Lethbridge Shrine Club establishes bursaries to support youth in need

The Shriners have been helping youth since the early 1900s and the Lethbridge Shrine Club is continuing that tradition with the establishment of five bursaries for University of Lethbridge students in financial need.

“We used to help young people with their health problems until they turned 17 but those needs have decreased as medical coverage has improved,” says Bob McKay, a U of L senator and past president of the Lethbridge Shrine Club. “A young person may not have a health problem but they may have a financial problem and if they miss out on getting an education, that’s a real drawback. It’s just as bad as being sick. We want to help young people, regardless of whether their problem is physical or financial.”

Four members of the Lethbridge Shrine Club, Jim Sutton (far left) and Bob Mckay (second from left), and Kyle Burns (far right), Lethbridge Shrine Club president, and Kim Gunn donned their fezzes for a photo with U of L President Dr. Mike Mahon.

“We are grateful to the Lethbridge Shrine Club for their donation and for recognizing the connection between health and education. As young people move into adulthood, research shows that one of the key predictors of health and quality of life is access to education,” says Mike Mahon, U of L president and vice-chancellor.

The Lethbridge Shrine Club Bursary will annually provide five full or part-time U of L students in financial need with a $1,000 bursary. The Club welcomes anyone who would like to donate to the fund.

“There will never be a day where this bursary won’t be accessed,” says Mahon. “The need is always going to be there and it will likely only grow, given the current employment situation.”

• • • • •

Work to complete:
A: Please extract the portion of the bursary article between "Four members of" and "Dr. Mike Mahon.", inclusive.
B: Turn the paragraph of the bursary article beginning "The Lethbridge Shrine Club Bursary will annually" into a short bulleted list that keeps its main facts.
The listing comes from a source unrelated to the bursary article.

Collected material:
• • • • •

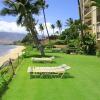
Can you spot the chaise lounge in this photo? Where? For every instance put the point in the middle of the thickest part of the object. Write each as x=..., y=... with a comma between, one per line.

• • • • •

Per-task outputs:
A:
Four members of the Lethbridge Shrine Club, Jim Sutton (far left) and Bob Mckay (second from left), and Kyle Burns (far right), Lethbridge Shrine Club president, and Kim Gunn donned their fezzes for a photo with U of L President Dr. Mike Mahon.

B:
- Each year, five University of Lethbridge students in financial need receive the Lethbridge Shrine Club Bursary.
- Both full-time and part-time students can receive it.
- Each bursary is worth $1,000.
- The Club welcomes donations to the fund from anyone.